== Problem details ==
Would you please copy every line from the records that contains the word "below"?
(Information)
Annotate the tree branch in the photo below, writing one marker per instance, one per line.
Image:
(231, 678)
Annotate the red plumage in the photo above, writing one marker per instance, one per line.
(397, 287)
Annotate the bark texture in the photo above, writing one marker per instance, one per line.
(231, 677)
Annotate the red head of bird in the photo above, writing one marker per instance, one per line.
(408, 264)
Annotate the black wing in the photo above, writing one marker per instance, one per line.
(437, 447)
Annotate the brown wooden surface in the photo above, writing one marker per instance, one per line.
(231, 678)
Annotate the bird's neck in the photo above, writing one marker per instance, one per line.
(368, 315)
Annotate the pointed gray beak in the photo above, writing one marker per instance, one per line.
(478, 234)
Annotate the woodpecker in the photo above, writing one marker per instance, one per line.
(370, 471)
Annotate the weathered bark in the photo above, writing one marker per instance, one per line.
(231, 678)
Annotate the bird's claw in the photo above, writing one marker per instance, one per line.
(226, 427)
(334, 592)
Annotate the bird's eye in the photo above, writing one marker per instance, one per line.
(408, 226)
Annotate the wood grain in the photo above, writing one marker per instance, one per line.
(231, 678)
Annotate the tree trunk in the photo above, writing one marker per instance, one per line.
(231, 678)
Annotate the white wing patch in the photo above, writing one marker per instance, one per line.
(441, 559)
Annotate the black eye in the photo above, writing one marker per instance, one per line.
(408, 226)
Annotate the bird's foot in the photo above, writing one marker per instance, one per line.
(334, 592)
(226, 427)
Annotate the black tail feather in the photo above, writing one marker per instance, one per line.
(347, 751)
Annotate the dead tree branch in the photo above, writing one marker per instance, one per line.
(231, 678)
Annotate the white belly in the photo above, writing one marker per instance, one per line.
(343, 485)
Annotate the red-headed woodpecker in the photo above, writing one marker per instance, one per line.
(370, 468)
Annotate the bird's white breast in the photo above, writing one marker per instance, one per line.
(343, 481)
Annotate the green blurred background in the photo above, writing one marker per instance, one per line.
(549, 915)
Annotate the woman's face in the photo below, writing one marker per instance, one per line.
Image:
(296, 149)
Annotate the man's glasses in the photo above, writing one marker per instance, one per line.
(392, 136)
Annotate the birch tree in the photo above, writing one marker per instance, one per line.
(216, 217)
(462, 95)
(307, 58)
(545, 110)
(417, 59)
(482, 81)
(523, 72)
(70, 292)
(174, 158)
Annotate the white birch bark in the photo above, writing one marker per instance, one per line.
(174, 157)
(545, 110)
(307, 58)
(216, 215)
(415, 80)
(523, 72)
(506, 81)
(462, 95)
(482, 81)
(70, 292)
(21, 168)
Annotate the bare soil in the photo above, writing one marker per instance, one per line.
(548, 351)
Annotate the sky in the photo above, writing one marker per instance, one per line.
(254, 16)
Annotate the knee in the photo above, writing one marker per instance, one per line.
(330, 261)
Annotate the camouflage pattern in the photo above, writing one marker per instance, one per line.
(End Information)
== Solution to this problem ==
Annotate the tree branch in the photo below, writing one marker per instance, one per line.
Annotate the woman's face in the photo below, writing one marker per instance, one per line.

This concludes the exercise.